Set out the rows from the line containing "the white 4x4" up to and including the line containing "<point>52,155</point>" as a numbered list, leaving out any blank lines.

****************************************

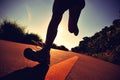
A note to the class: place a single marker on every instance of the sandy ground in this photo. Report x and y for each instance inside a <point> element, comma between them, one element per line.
<point>84,68</point>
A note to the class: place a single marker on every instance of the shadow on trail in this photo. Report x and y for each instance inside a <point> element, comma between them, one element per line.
<point>37,72</point>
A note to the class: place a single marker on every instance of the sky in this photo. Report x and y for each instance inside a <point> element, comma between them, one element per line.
<point>35,16</point>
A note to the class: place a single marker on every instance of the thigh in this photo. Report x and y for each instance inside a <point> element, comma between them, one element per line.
<point>60,6</point>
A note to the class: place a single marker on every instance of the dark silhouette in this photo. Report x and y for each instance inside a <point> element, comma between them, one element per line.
<point>59,7</point>
<point>37,72</point>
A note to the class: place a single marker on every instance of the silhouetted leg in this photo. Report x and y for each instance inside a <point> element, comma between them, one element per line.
<point>52,30</point>
<point>74,13</point>
<point>58,10</point>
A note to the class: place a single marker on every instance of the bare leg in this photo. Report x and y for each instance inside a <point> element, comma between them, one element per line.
<point>52,30</point>
<point>74,14</point>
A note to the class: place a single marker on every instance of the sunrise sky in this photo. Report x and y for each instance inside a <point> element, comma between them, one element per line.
<point>36,14</point>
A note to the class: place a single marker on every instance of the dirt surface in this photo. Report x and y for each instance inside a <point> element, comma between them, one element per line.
<point>85,68</point>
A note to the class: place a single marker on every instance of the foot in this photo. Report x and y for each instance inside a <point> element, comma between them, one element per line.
<point>74,30</point>
<point>41,56</point>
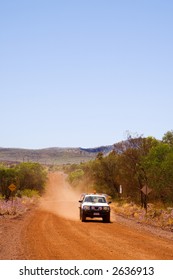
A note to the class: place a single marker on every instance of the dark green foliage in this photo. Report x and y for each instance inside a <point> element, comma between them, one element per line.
<point>24,175</point>
<point>137,162</point>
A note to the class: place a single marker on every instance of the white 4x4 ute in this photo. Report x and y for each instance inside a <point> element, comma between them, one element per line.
<point>94,206</point>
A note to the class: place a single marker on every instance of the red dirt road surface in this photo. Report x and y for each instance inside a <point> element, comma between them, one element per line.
<point>53,231</point>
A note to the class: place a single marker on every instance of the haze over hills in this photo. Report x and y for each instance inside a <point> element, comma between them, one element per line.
<point>53,155</point>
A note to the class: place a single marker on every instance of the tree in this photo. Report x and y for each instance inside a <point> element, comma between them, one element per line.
<point>158,165</point>
<point>168,138</point>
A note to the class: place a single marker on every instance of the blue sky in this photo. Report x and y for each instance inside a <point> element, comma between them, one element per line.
<point>81,73</point>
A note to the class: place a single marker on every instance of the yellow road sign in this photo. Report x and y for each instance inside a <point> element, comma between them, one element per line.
<point>12,187</point>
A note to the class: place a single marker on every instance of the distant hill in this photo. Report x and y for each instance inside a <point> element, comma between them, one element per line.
<point>52,155</point>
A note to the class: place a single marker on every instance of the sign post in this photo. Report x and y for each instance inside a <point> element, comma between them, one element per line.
<point>146,190</point>
<point>12,188</point>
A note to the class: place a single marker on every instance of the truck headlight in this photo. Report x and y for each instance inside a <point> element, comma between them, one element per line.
<point>106,208</point>
<point>86,207</point>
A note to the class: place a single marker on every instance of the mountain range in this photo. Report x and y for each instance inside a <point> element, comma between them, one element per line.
<point>52,156</point>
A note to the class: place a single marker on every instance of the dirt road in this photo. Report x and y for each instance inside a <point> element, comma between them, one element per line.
<point>53,231</point>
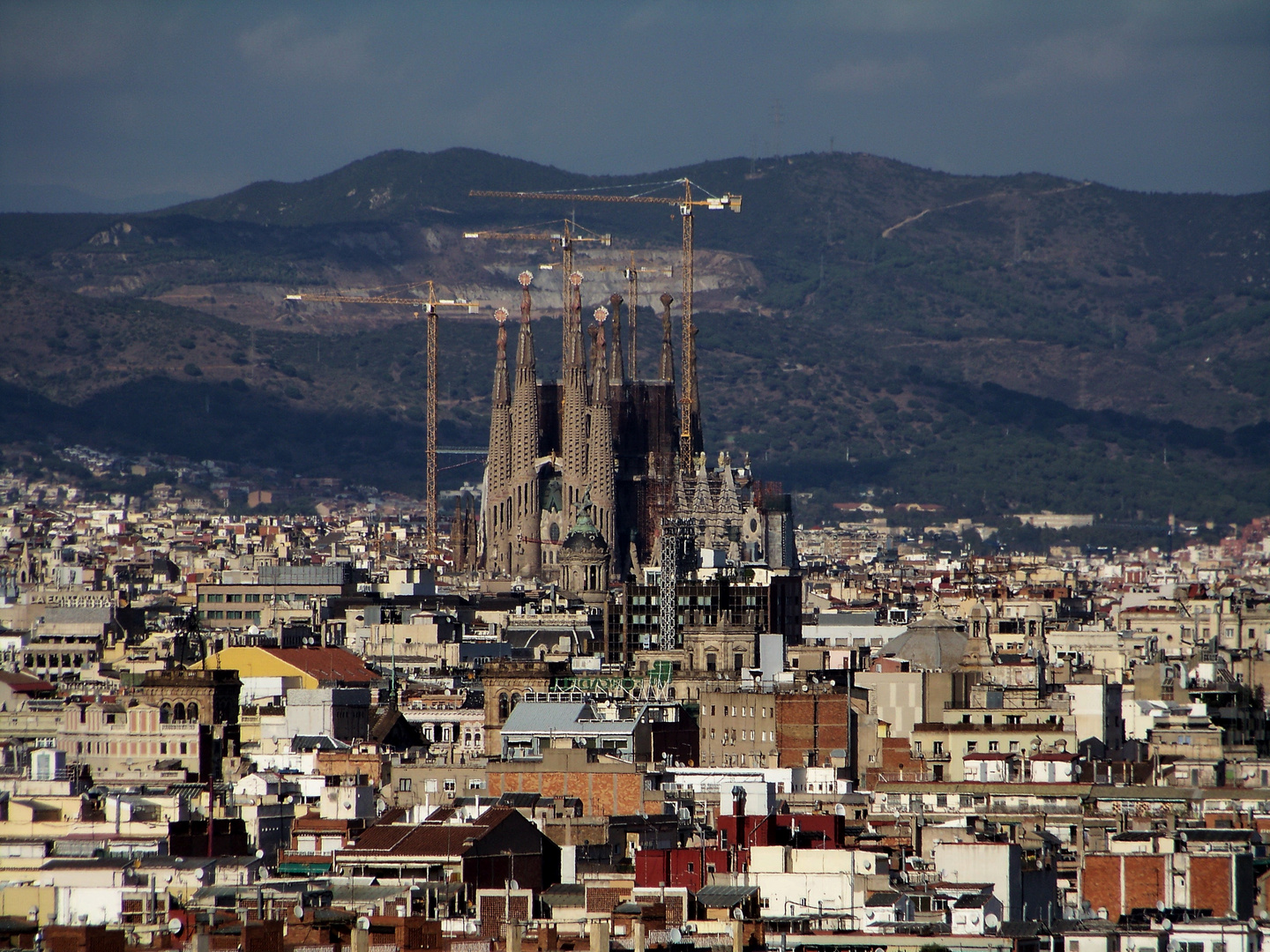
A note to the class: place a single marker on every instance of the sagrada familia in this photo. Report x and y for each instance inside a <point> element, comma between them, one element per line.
<point>588,466</point>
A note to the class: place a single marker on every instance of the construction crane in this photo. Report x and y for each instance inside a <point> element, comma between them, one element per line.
<point>686,204</point>
<point>566,238</point>
<point>430,305</point>
<point>631,274</point>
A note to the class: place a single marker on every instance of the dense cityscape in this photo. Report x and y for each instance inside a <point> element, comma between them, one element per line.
<point>354,729</point>
<point>646,476</point>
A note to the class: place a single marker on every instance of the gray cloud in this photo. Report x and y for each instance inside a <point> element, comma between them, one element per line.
<point>120,98</point>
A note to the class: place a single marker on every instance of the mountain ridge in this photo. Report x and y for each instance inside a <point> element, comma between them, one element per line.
<point>823,339</point>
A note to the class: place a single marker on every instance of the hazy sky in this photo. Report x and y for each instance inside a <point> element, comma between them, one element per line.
<point>120,100</point>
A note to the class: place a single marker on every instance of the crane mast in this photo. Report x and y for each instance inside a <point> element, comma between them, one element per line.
<point>430,308</point>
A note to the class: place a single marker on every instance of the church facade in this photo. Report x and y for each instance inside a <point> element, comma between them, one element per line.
<point>601,446</point>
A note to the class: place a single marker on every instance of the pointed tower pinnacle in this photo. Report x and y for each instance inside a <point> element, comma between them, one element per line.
<point>522,548</point>
<point>498,467</point>
<point>600,377</point>
<point>600,452</point>
<point>617,363</point>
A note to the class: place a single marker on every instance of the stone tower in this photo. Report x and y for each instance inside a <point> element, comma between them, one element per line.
<point>525,547</point>
<point>573,419</point>
<point>600,450</point>
<point>585,557</point>
<point>498,472</point>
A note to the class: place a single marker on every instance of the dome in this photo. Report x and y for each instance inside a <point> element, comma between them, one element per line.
<point>585,539</point>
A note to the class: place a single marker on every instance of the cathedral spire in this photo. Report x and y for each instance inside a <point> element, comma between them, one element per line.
<point>600,453</point>
<point>617,363</point>
<point>519,541</point>
<point>502,397</point>
<point>498,462</point>
<point>525,358</point>
<point>600,378</point>
<point>667,346</point>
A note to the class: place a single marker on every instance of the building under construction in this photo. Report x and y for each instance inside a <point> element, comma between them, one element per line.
<point>601,439</point>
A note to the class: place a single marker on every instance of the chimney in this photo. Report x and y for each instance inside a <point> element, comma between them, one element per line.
<point>597,931</point>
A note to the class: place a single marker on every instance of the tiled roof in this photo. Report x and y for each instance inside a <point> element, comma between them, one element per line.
<point>326,664</point>
<point>427,839</point>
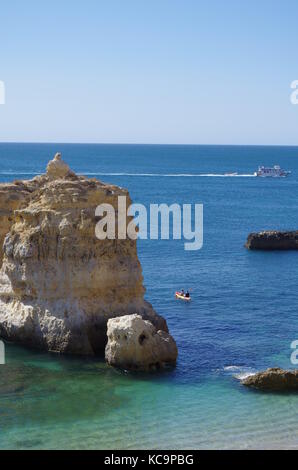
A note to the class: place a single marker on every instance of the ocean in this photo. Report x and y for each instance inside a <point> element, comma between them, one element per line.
<point>243,317</point>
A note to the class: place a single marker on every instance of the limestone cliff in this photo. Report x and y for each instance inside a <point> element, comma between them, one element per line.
<point>59,284</point>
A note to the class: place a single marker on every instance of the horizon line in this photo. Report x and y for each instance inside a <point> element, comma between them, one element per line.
<point>146,143</point>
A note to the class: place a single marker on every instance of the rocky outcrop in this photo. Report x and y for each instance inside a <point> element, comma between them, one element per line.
<point>273,241</point>
<point>274,380</point>
<point>136,344</point>
<point>59,284</point>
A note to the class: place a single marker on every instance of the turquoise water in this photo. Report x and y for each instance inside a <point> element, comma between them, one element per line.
<point>243,317</point>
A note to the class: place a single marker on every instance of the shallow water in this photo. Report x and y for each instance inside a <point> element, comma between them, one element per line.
<point>243,317</point>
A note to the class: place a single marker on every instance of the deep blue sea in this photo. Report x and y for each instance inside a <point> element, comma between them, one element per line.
<point>243,317</point>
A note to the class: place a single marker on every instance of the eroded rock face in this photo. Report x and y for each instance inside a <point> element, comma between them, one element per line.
<point>136,344</point>
<point>273,240</point>
<point>59,284</point>
<point>274,380</point>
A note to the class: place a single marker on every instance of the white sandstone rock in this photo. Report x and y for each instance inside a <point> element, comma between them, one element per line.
<point>136,344</point>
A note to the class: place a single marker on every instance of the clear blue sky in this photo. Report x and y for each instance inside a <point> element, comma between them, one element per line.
<point>149,71</point>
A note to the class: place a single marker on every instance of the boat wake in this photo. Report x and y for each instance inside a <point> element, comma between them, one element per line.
<point>141,175</point>
<point>175,175</point>
<point>240,373</point>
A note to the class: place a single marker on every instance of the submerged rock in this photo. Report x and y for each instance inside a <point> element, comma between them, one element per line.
<point>273,380</point>
<point>136,344</point>
<point>59,284</point>
<point>273,240</point>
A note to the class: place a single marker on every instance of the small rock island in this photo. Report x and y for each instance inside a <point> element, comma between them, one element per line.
<point>273,240</point>
<point>275,380</point>
<point>59,284</point>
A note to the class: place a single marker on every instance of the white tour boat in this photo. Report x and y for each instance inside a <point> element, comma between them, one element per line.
<point>275,172</point>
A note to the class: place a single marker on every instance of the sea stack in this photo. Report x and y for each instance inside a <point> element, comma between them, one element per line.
<point>274,380</point>
<point>136,344</point>
<point>60,284</point>
<point>273,240</point>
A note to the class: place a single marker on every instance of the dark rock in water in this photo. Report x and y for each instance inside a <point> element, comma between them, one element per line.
<point>275,380</point>
<point>273,241</point>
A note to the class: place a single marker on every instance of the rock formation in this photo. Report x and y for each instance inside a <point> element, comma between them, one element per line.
<point>59,284</point>
<point>273,241</point>
<point>274,380</point>
<point>135,344</point>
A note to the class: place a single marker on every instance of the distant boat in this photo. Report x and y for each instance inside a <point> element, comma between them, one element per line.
<point>275,172</point>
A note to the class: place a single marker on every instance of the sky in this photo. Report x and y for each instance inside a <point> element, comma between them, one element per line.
<point>149,71</point>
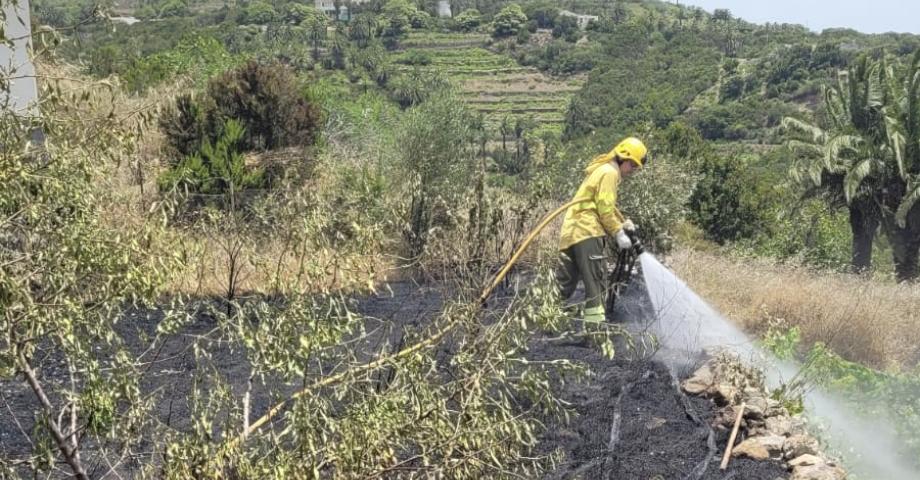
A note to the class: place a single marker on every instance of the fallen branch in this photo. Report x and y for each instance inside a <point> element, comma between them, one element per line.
<point>406,352</point>
<point>731,440</point>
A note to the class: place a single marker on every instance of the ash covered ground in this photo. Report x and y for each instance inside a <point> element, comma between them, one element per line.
<point>631,420</point>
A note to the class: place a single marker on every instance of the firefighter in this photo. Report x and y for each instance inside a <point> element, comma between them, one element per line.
<point>588,223</point>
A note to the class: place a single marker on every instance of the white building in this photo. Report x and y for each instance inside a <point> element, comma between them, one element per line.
<point>583,20</point>
<point>328,7</point>
<point>16,62</point>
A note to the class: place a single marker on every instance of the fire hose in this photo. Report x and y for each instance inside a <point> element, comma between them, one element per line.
<point>426,343</point>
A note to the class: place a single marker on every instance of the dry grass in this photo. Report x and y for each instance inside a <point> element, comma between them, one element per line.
<point>864,320</point>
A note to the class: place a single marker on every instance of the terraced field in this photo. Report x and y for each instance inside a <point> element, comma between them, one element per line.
<point>494,84</point>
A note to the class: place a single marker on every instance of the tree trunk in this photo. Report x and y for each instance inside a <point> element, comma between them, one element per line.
<point>864,227</point>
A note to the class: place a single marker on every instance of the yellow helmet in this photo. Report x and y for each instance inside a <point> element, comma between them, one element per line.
<point>632,149</point>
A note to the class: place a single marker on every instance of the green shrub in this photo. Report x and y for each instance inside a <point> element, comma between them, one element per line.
<point>217,168</point>
<point>268,101</point>
<point>259,13</point>
<point>509,21</point>
<point>469,20</point>
<point>199,57</point>
<point>295,13</point>
<point>732,201</point>
<point>655,198</point>
<point>174,8</point>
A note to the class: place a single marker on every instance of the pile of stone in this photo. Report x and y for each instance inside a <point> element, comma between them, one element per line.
<point>768,430</point>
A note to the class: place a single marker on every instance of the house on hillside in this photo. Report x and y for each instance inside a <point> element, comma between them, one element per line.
<point>19,95</point>
<point>583,20</point>
<point>329,7</point>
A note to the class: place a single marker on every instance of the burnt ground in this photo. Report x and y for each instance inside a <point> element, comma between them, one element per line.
<point>631,420</point>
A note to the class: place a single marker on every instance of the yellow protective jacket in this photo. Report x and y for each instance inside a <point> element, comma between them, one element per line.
<point>596,215</point>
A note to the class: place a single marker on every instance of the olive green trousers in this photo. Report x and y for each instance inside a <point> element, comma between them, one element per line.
<point>585,261</point>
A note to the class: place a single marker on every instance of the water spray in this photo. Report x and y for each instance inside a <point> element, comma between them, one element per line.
<point>686,326</point>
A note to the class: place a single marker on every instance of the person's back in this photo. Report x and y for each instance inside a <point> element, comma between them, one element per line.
<point>587,224</point>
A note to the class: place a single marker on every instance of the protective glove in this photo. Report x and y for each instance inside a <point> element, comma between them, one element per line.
<point>623,241</point>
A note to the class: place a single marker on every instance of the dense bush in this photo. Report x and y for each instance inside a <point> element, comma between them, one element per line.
<point>255,107</point>
<point>216,168</point>
<point>656,200</point>
<point>259,13</point>
<point>199,57</point>
<point>268,101</point>
<point>469,20</point>
<point>509,21</point>
<point>637,85</point>
<point>732,200</point>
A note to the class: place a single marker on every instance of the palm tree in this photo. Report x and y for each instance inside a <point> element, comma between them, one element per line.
<point>845,162</point>
<point>902,193</point>
<point>363,29</point>
<point>869,157</point>
<point>316,26</point>
<point>338,46</point>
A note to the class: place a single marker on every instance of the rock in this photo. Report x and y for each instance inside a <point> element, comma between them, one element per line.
<point>779,426</point>
<point>773,444</point>
<point>700,382</point>
<point>752,449</point>
<point>806,461</point>
<point>818,472</point>
<point>776,409</point>
<point>756,403</point>
<point>725,394</point>
<point>799,445</point>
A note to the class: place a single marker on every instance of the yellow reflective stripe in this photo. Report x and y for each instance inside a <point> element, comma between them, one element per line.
<point>595,315</point>
<point>606,197</point>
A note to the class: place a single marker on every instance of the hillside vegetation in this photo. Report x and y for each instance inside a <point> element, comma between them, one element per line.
<point>221,184</point>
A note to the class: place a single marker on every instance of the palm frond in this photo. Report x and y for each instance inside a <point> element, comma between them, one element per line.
<point>907,204</point>
<point>833,158</point>
<point>897,143</point>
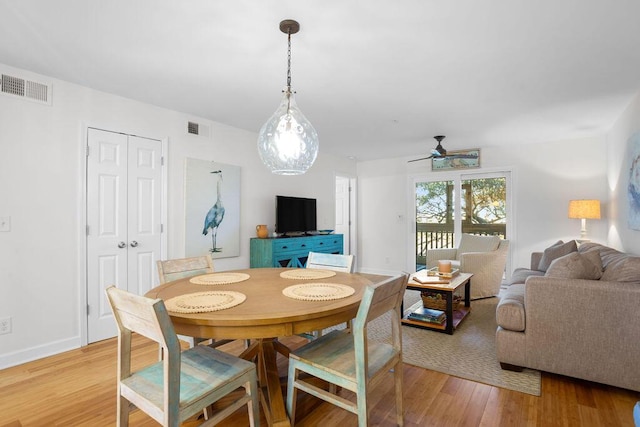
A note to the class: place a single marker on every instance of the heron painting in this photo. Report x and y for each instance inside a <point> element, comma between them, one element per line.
<point>212,197</point>
<point>215,215</point>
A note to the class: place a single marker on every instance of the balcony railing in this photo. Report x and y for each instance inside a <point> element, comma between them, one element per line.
<point>435,236</point>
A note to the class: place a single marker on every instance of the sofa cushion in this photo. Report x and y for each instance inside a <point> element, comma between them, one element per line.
<point>626,269</point>
<point>520,275</point>
<point>554,251</point>
<point>473,243</point>
<point>577,266</point>
<point>510,310</point>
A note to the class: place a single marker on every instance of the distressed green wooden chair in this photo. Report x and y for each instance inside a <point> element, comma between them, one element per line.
<point>183,383</point>
<point>349,360</point>
<point>335,262</point>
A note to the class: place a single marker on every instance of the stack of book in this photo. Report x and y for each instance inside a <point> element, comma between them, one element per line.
<point>428,315</point>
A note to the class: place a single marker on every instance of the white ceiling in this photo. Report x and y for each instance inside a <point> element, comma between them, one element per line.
<point>376,78</point>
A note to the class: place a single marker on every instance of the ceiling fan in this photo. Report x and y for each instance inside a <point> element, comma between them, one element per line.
<point>440,153</point>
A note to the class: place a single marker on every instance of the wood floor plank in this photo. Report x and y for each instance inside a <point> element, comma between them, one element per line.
<point>77,388</point>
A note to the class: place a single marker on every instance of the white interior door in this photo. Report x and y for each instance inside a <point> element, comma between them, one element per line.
<point>343,211</point>
<point>124,204</point>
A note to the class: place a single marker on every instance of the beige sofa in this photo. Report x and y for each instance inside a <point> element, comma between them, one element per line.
<point>564,320</point>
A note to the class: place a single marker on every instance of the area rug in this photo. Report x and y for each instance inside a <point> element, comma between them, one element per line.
<point>469,353</point>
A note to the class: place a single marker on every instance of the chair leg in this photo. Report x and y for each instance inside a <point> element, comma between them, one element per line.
<point>292,391</point>
<point>123,412</point>
<point>363,410</point>
<point>397,374</point>
<point>252,405</point>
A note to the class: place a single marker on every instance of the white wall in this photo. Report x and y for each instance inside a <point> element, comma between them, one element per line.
<point>41,189</point>
<point>620,235</point>
<point>545,177</point>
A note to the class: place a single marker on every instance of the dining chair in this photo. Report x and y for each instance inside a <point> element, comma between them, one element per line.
<point>174,269</point>
<point>349,360</point>
<point>183,383</point>
<point>336,262</point>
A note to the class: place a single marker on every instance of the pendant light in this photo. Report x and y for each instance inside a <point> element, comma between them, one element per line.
<point>287,142</point>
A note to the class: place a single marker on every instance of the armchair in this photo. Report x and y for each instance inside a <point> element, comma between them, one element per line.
<point>484,256</point>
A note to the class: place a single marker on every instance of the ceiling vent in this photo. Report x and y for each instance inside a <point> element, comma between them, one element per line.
<point>26,89</point>
<point>199,129</point>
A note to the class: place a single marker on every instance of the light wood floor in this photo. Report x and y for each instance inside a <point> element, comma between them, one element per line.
<point>77,388</point>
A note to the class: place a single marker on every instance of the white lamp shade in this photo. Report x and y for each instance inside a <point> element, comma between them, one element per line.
<point>287,142</point>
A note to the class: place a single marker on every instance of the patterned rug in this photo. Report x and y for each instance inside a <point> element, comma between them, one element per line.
<point>469,353</point>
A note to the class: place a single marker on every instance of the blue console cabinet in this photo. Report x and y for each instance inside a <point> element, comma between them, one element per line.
<point>291,251</point>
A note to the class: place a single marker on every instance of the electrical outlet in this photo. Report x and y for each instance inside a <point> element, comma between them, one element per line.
<point>5,325</point>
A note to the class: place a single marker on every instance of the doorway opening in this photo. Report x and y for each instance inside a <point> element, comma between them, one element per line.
<point>467,203</point>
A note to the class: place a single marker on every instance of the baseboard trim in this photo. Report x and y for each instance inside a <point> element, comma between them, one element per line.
<point>34,353</point>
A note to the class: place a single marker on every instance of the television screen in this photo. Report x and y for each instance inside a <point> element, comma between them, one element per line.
<point>295,214</point>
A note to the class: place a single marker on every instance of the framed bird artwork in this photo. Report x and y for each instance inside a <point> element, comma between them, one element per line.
<point>212,209</point>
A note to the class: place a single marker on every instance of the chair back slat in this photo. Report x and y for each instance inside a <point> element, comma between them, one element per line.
<point>335,262</point>
<point>381,298</point>
<point>145,316</point>
<point>174,269</point>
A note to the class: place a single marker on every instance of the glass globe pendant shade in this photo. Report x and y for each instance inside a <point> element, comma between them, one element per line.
<point>287,142</point>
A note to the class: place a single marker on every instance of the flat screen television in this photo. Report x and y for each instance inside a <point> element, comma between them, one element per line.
<point>295,215</point>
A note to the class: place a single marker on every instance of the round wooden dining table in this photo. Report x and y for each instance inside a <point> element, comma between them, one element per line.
<point>263,316</point>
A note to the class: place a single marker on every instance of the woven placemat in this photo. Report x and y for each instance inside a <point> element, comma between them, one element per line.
<point>307,273</point>
<point>219,278</point>
<point>201,302</point>
<point>318,291</point>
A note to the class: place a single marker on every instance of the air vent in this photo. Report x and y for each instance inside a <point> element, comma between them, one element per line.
<point>27,89</point>
<point>194,128</point>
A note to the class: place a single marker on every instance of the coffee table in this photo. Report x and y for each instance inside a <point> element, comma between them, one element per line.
<point>446,290</point>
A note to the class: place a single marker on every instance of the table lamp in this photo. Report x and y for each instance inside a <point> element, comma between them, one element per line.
<point>584,209</point>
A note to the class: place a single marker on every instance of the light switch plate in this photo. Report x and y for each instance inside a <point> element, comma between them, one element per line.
<point>5,223</point>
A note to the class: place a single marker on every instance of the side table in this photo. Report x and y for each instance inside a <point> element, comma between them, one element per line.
<point>446,290</point>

****************************************

■ TASK SOLUTION
1. A note to the class: place a single marker on every instance of the white 4x4 ute in this photo. Report x and y for each instance inside a <point> element, comma between them, one element per line.
2. <point>94,206</point>
3. A note to the class: place a single marker on every instance of the red dirt road surface in this photo. Report x and y for each instance inside a <point> element, comma between them, one element per line.
4. <point>53,231</point>
5. A note to the class: place a single marker on every instance of the haze over hills in this photo. Report x and y for each instance inside a <point> element, comma between them, one element per line.
6. <point>53,155</point>
7. A note to the class: place a single marker on every instance of the tree in this photo. Report x and y for each instance inside a <point> element, comma between them, one element per line.
8. <point>158,165</point>
9. <point>168,138</point>
10. A note to the class: place a single marker on every instance of the blue sky in this photo. Report x and y for each instance inside a <point> element, comma between them, one element per line.
11. <point>81,73</point>
12. A note to the class: place a single marker on every instance of the yellow road sign in this photo. Report x and y for each instance inside a <point> element, comma between them, one element per line.
13. <point>12,187</point>
14. A note to the class: place a single marker on every instance of the distant hill in this photo. Report x and y for each instance inside a <point> element, comma between them, one element per line.
15. <point>52,155</point>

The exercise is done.